*TASK BRIEF:*
Transcribe the records exactly. Pictures do not belong in the transcription.
[start DATA LISTING]
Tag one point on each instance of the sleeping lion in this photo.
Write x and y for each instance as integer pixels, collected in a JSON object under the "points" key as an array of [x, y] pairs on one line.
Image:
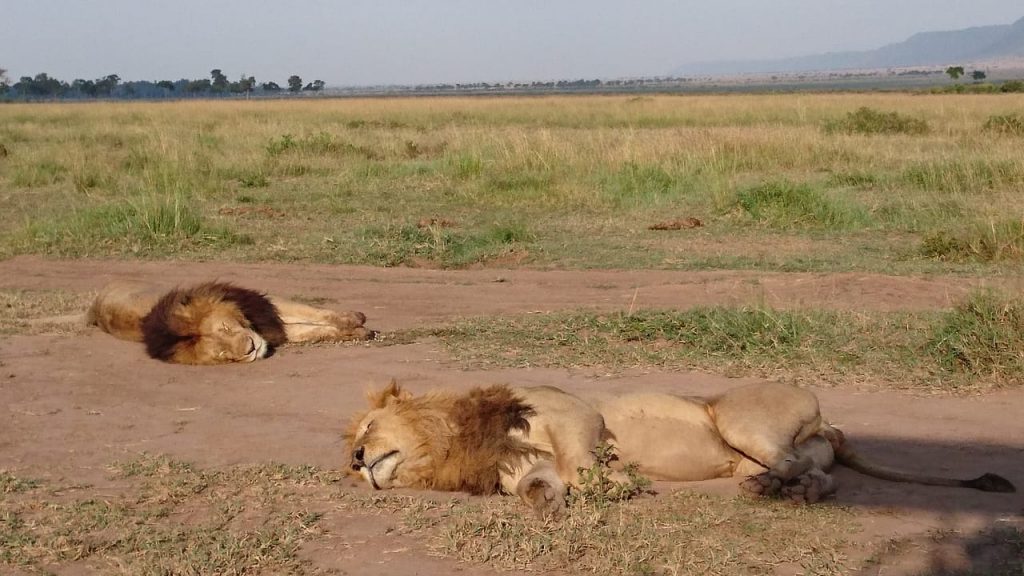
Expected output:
{"points": [[215, 322], [531, 441]]}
[end DATA LISTING]
*IN RESPONSE:*
Tag one point on each instance of the sleeping lion in this photo.
Write x and y for each instance as integer pixels, collected in a JSON object under the "points" key as an array of [x, y] pairs on one line.
Image:
Expected output:
{"points": [[215, 322], [531, 441]]}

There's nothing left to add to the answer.